§ **Latihan Tertulis A**
Pilih setiap baris data di bawah ini yang memuat kata "sign", lalu salin baris-baris tersebut.

··· Teks yang Disediakan

Ajengan Siroj Garut: Syaikh Al-Qurra Makkah
Asal Pasundan
Dalam deretan nama Masyâyikh al-Qurrâ (Guru
Besar Para Ahli Qira’at al-Qur’an) Masjid al-Haram di Makkah pada paruh pertama
abad ke-20 M, tersebutlah dua nama ajengan asal Tatar Pasundan, dan dua-duanya
dari wilayah Garut, yaitu Ajengan Siroj Garut (Syaikh Sirâj ibn Muhammad ibn
Hasan Qârût, 1895-1970) dan Ajengan Musaddad Garut (Syaikh Musaddad Qâqût).
Nama Syaikh Siroj Garut banyak disinggung
dalam sanad ulama-ulama Qira’ah al-Qur’an yang berkarir di Makkah, juga dalam
catatan sejarah studi qira’at al-Qur’an dan para guru besarnya di Makkah pada
abad ke-20 M. Biografi Syaikh Siroj juga sedikit disinggung dalam laman Makkawi
Qiblah al-Dunyâ.
Syaikh Siroj Garut dilahirkan di Makkah pada
tahun 1313 H (1895 M) dari keluarga Sunda asal Garut yang bermukim di Makkah.
Dalam reportase Snouck Hurgronje (Mekka in the Latter Part of the 19th
Century), disebutkan jika orang-orang Sunda adalah salah satu bangsa Nusantara
(Jâwî) yang paling banyak bermukim di Makkah di akhir abad ke-19 M.
Ketika berusia 13 tahun (1908 M), Siroj pergi
ke kampung leluhurnya di Garut sekaligus belajar di beberapa pesantren di Jawa
selama beberapa tahun. Tidak disebutkan di pesantren mana sajakah Siroj
menjejakkan kakinya. Namun, merujuk pada catatan sejarah, di awal abad ke-20 M
terdapat beberapa pesantren besar di Tatar Pasundan, seperti Pesantren Suka
Miskin Bandung, Pesantren Gentur Cianjur, Pesantren Cikudang, Pesantren
Cibarusah Bekasi, Pesantren Tanara Banten, Pesantren Sempur Purwakarta, dan
lain-lain.

······
··· Data Tersimpan

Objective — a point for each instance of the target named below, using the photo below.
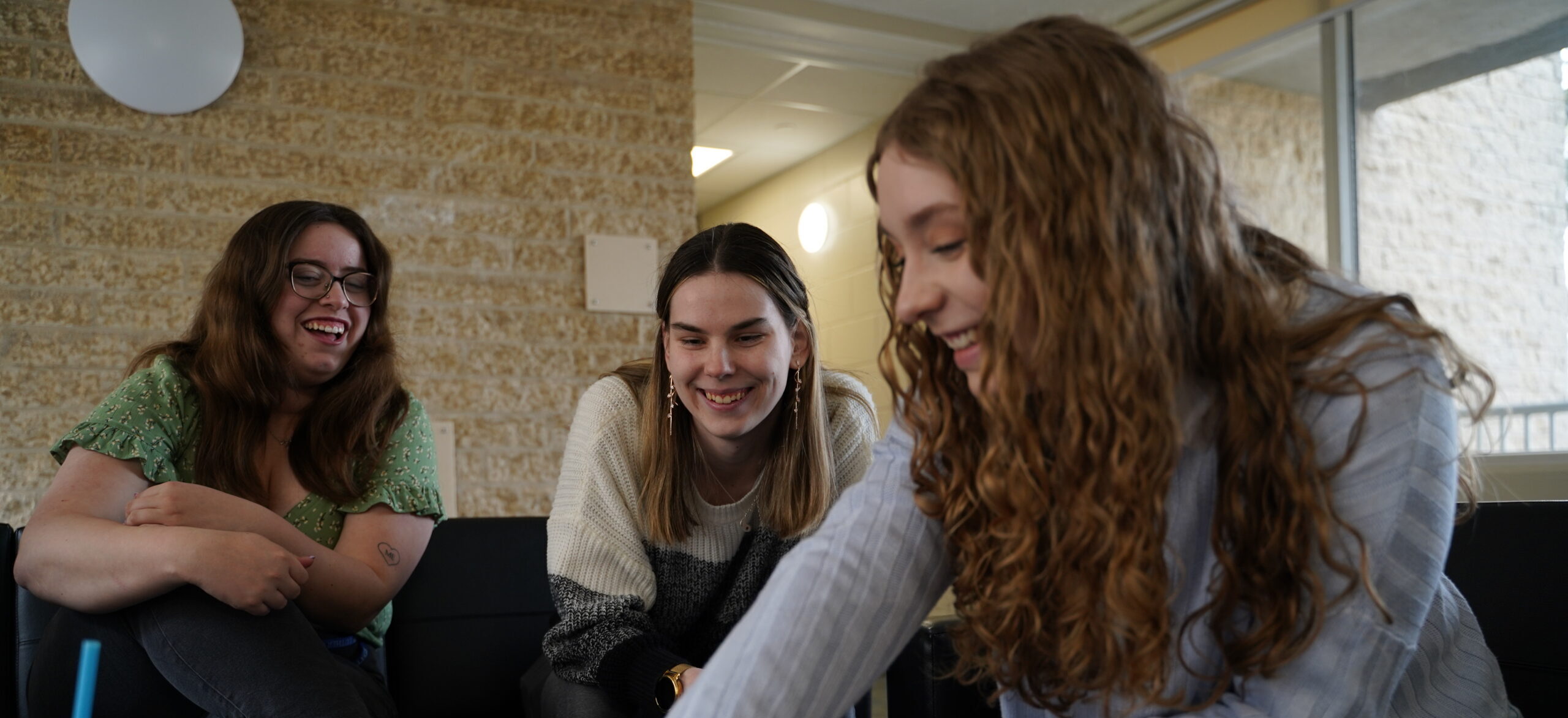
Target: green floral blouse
(154, 417)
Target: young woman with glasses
(1169, 465)
(234, 520)
(687, 476)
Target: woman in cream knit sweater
(689, 476)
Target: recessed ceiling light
(813, 228)
(704, 159)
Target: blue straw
(87, 679)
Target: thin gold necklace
(745, 523)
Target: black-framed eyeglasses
(312, 281)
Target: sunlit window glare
(813, 228)
(704, 159)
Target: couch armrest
(916, 684)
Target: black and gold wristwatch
(670, 687)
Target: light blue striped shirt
(847, 599)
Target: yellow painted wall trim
(1238, 29)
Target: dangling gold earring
(671, 398)
(797, 394)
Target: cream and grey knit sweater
(628, 605)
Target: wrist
(187, 549)
(670, 686)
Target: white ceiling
(996, 15)
(780, 80)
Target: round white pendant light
(164, 57)
(813, 228)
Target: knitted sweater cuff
(634, 668)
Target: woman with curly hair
(1167, 463)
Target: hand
(176, 504)
(247, 571)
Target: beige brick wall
(482, 138)
(1270, 146)
(1462, 204)
(1463, 208)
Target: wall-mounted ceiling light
(704, 159)
(813, 228)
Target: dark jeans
(187, 654)
(565, 700)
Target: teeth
(323, 326)
(962, 341)
(725, 398)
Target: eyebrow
(919, 220)
(350, 270)
(693, 330)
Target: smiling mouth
(325, 328)
(331, 333)
(726, 397)
(962, 341)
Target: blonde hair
(797, 485)
(1118, 267)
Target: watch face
(665, 692)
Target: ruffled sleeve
(405, 479)
(146, 419)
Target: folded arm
(350, 582)
(79, 552)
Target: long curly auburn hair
(1118, 270)
(239, 366)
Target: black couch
(1507, 560)
(471, 618)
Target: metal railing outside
(1523, 428)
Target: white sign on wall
(620, 273)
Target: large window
(1421, 146)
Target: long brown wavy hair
(797, 484)
(1118, 269)
(239, 366)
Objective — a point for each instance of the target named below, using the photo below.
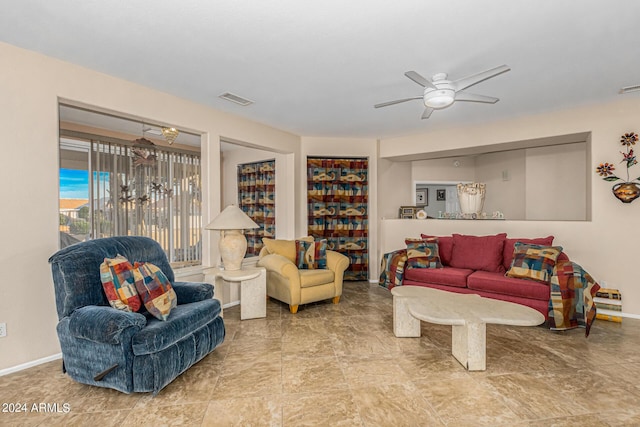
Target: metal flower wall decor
(628, 190)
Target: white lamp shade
(232, 218)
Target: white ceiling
(317, 68)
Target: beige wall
(30, 88)
(606, 246)
(507, 196)
(346, 147)
(546, 167)
(394, 187)
(453, 169)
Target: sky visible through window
(74, 184)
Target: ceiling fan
(440, 93)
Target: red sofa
(477, 264)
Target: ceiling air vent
(628, 89)
(235, 98)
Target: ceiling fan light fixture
(440, 98)
(170, 134)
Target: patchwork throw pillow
(534, 262)
(392, 268)
(118, 282)
(155, 290)
(311, 255)
(423, 253)
(509, 246)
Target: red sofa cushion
(441, 276)
(478, 252)
(509, 245)
(498, 283)
(445, 247)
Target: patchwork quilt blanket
(572, 290)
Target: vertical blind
(147, 190)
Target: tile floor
(340, 365)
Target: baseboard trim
(629, 315)
(31, 364)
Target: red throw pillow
(445, 247)
(478, 252)
(509, 244)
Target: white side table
(253, 289)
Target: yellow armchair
(286, 283)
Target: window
(111, 187)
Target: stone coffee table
(468, 315)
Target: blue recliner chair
(127, 351)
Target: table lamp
(233, 245)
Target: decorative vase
(626, 192)
(471, 198)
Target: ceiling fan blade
(480, 77)
(427, 113)
(463, 96)
(397, 101)
(419, 79)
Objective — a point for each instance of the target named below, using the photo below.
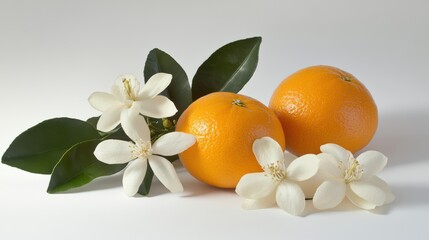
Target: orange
(225, 126)
(323, 104)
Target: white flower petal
(113, 151)
(165, 172)
(267, 151)
(303, 168)
(369, 192)
(383, 186)
(329, 194)
(288, 158)
(103, 101)
(110, 119)
(289, 197)
(173, 143)
(372, 162)
(266, 202)
(155, 85)
(329, 165)
(133, 176)
(157, 107)
(358, 201)
(135, 126)
(337, 151)
(255, 186)
(119, 89)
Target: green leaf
(79, 166)
(144, 188)
(39, 148)
(228, 69)
(179, 90)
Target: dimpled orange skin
(323, 104)
(225, 132)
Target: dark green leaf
(79, 166)
(179, 90)
(228, 69)
(147, 182)
(40, 148)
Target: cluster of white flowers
(279, 184)
(126, 105)
(346, 177)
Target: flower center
(142, 149)
(128, 89)
(353, 172)
(275, 170)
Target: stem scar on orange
(225, 126)
(323, 104)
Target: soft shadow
(410, 196)
(402, 137)
(114, 181)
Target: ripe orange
(225, 126)
(323, 104)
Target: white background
(53, 54)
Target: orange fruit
(225, 126)
(323, 104)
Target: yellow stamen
(353, 172)
(275, 170)
(142, 149)
(128, 89)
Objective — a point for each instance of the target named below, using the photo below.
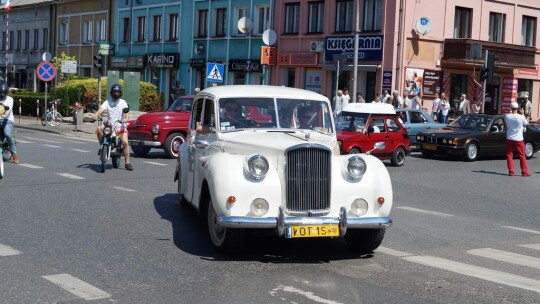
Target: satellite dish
(245, 25)
(269, 37)
(423, 25)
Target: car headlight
(356, 167)
(359, 207)
(107, 131)
(155, 129)
(257, 166)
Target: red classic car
(164, 130)
(360, 125)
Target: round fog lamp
(359, 207)
(356, 167)
(259, 207)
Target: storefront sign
(268, 55)
(163, 60)
(126, 62)
(387, 80)
(432, 82)
(245, 66)
(197, 63)
(509, 94)
(297, 58)
(369, 47)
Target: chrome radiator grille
(308, 180)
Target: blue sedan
(415, 121)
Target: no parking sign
(46, 71)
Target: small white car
(267, 157)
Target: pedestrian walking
(515, 122)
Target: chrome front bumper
(281, 222)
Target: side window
(392, 125)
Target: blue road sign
(215, 72)
(46, 71)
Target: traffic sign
(215, 72)
(46, 71)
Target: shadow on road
(190, 236)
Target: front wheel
(529, 150)
(398, 158)
(225, 240)
(103, 156)
(471, 152)
(364, 240)
(172, 144)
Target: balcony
(509, 55)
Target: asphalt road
(462, 233)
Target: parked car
(285, 174)
(473, 135)
(415, 121)
(383, 125)
(163, 130)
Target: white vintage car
(262, 157)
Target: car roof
(261, 91)
(370, 108)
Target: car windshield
(274, 113)
(351, 121)
(471, 122)
(181, 104)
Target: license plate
(430, 147)
(312, 231)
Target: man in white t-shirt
(515, 122)
(115, 107)
(7, 121)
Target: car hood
(150, 118)
(448, 132)
(274, 143)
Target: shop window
(315, 17)
(344, 13)
(202, 24)
(528, 31)
(496, 27)
(373, 15)
(262, 19)
(462, 22)
(292, 18)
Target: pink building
(433, 46)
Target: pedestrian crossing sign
(215, 72)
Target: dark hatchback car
(163, 130)
(473, 135)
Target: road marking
(508, 257)
(155, 163)
(477, 272)
(532, 246)
(393, 252)
(77, 287)
(522, 229)
(308, 294)
(30, 166)
(426, 211)
(70, 176)
(124, 189)
(7, 251)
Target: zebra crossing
(530, 261)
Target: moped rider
(114, 107)
(7, 120)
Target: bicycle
(51, 116)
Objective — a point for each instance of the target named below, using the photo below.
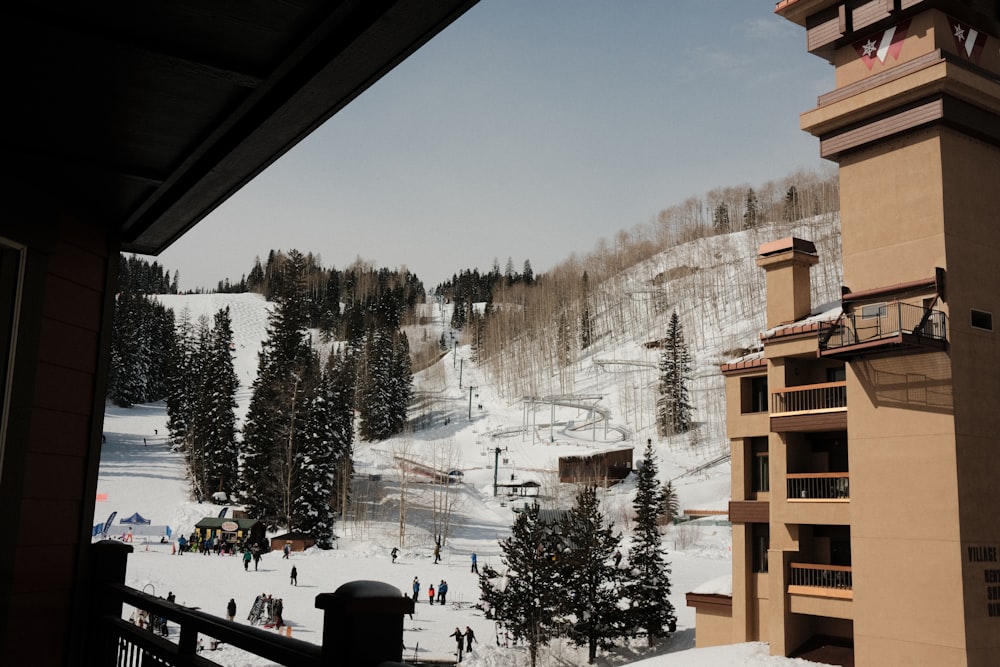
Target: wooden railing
(892, 320)
(362, 625)
(809, 398)
(819, 486)
(811, 575)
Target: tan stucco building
(866, 439)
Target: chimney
(786, 263)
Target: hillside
(462, 416)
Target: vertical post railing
(110, 558)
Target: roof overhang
(145, 116)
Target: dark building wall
(53, 425)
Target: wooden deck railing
(811, 575)
(809, 398)
(362, 625)
(819, 486)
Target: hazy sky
(530, 129)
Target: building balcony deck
(892, 327)
(814, 407)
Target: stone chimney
(786, 263)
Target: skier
(442, 591)
(460, 639)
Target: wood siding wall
(52, 451)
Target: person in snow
(442, 591)
(460, 639)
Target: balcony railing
(819, 486)
(810, 398)
(362, 625)
(897, 323)
(810, 575)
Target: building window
(761, 482)
(754, 397)
(760, 541)
(874, 311)
(982, 320)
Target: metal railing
(820, 576)
(819, 486)
(809, 398)
(362, 625)
(891, 320)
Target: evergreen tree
(217, 409)
(720, 219)
(586, 320)
(673, 407)
(526, 598)
(285, 368)
(648, 587)
(590, 581)
(750, 212)
(317, 460)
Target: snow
(140, 473)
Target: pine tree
(673, 407)
(526, 598)
(317, 461)
(285, 368)
(586, 320)
(590, 581)
(648, 587)
(750, 210)
(720, 219)
(218, 408)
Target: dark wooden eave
(147, 115)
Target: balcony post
(363, 624)
(109, 561)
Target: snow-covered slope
(460, 422)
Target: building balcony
(887, 327)
(814, 407)
(819, 486)
(833, 581)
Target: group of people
(441, 592)
(266, 610)
(464, 638)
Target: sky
(529, 130)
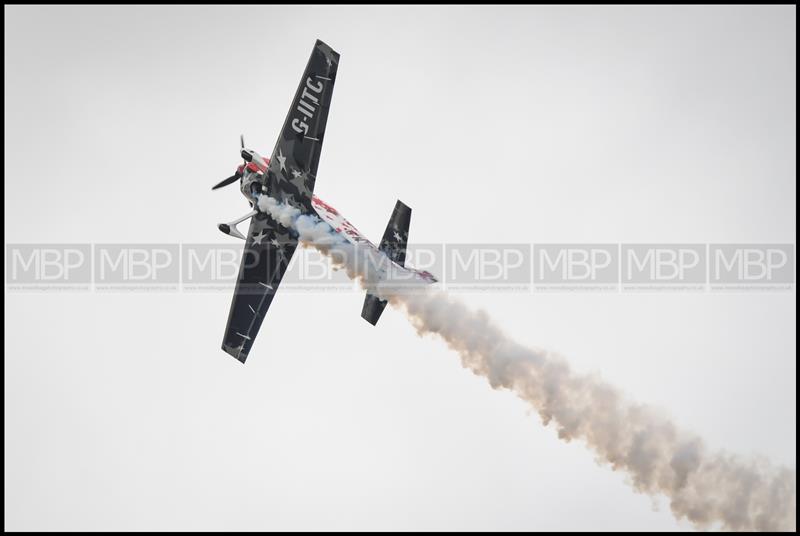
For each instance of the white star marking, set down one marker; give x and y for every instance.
(259, 237)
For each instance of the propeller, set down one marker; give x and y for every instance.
(238, 175)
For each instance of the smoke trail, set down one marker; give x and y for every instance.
(706, 487)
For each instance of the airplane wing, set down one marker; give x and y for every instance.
(290, 178)
(267, 252)
(293, 166)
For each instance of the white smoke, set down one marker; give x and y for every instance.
(709, 488)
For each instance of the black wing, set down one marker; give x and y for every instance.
(267, 253)
(293, 165)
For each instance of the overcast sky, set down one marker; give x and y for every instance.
(495, 124)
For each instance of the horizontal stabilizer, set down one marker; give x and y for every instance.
(394, 244)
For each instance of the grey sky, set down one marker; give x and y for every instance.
(510, 124)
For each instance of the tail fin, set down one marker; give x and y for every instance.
(393, 243)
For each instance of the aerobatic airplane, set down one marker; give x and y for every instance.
(288, 176)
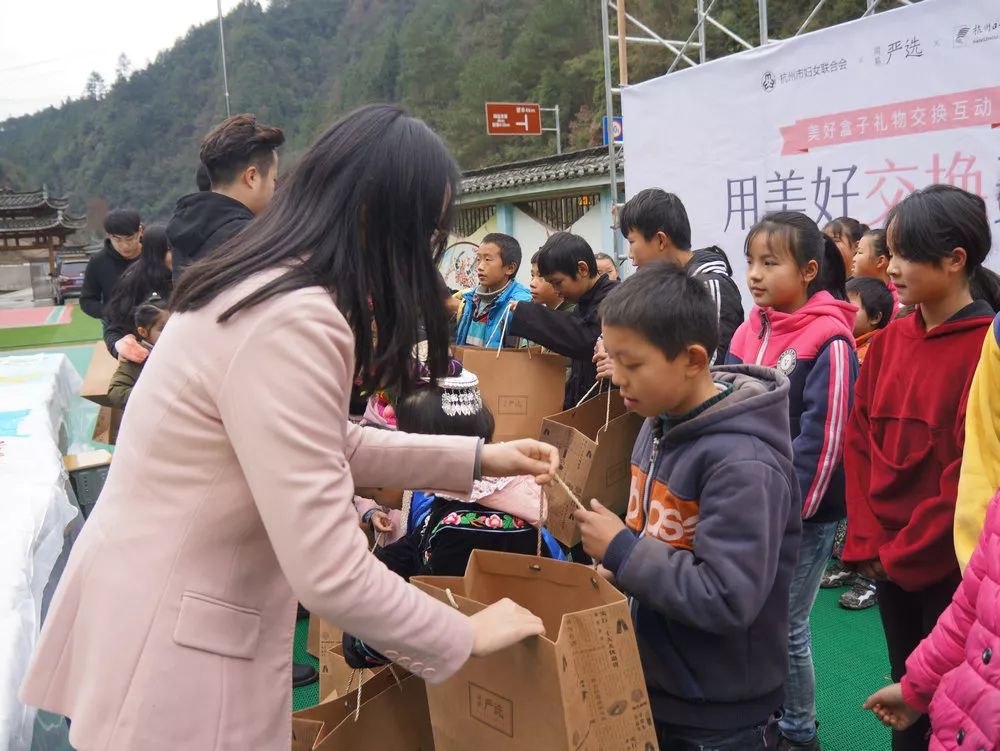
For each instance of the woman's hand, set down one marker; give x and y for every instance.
(522, 457)
(891, 708)
(502, 625)
(605, 368)
(382, 522)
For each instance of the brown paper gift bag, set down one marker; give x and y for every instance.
(392, 717)
(520, 386)
(109, 420)
(595, 444)
(578, 688)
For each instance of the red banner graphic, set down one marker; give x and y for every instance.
(963, 109)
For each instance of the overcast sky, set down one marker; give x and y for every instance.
(49, 47)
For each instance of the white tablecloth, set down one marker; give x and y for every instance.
(36, 396)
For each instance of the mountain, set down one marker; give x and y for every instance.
(302, 63)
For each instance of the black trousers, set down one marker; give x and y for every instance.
(907, 617)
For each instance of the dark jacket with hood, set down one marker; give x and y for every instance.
(711, 267)
(201, 223)
(104, 270)
(572, 335)
(712, 540)
(814, 347)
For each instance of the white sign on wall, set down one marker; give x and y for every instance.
(845, 121)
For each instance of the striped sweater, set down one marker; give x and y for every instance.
(814, 347)
(711, 267)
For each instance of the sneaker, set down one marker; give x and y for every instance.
(837, 575)
(861, 596)
(303, 675)
(787, 744)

······

§ **Latihan Tertulis B**
Teruskan teks tentang Ajengan Siroj Garut di atas, mulai setelah kalimat terakhir yang ditampilkan.

§ **Hasil yang Diharapkan A**
Target: white sign on wall
Target: storefront sign
Target: no parking sign
Target: blue road sign
Target: traffic sign
Target: pedestrian crossing sign
For each instance of the white sign on wall, set down one marker; give x and y for every instance.

§ **Hasil yang Diharapkan B**
Sementara di Jawa pada masa itu, terdapat
juga pesantren-pesantren besar seperti Babakan Cirebon, Buntet Cirebon, Darat
Semarang, Lasem Rembang, Siwalan Panji Sidoarjo, Tebu Ireng Jombang, hingga
Bangkalan Madura.
Para ulama pengasuh pesantren di atas
rata-rata pernah belajar dan bermukim lama di Mekkah, seperti Syaikh Jamil
Buntet, Syaikh Soleh Darat Semarang, Syaikh Dahlan Abdullah Tremas, Syaikh
Abdul Muhith Sidoarjo, Syaikh Baidhowi Ma’shum Lasem, Syaikh Hasyim Asy’ari
Jombang, Syaikh Kholil Bangkalan, dan lain-lain.
Jadi, besar kemungkinan selama berada,
belajar, dan bermukim di Nusantara, Siroj belajar di pesantren-pesantren yang
memiliki jaringan intelektual Nusantara-Haramain itu. Dan di pesantren-pesatren
itulah Siroj belajar berbagai bidang ilmu keagamaan Islam, mulai dari tata
bahasa Arab, yurisprudensi (fiqih), teologi, tafsir, hadits, dan lain
sebagainya.
Setelah beberapa tahun berada di Nusantara,
Siroj kemudian kembali ke Mekka dan melanjutkan pengembaraan intelektualnya di
sana. Siroj lebih spesifik menekuni bidang Qira’ah al-Qur’an. Di Makkah ia pun
belajar pada Masyâyikh al-Qurrâ di zamannya, seperti Syaikh al-Ghamrâwî, Syaikh
Ma’mûn al-Bantanî al-Jâwî, Syaikh Ahmad al-Tîjî.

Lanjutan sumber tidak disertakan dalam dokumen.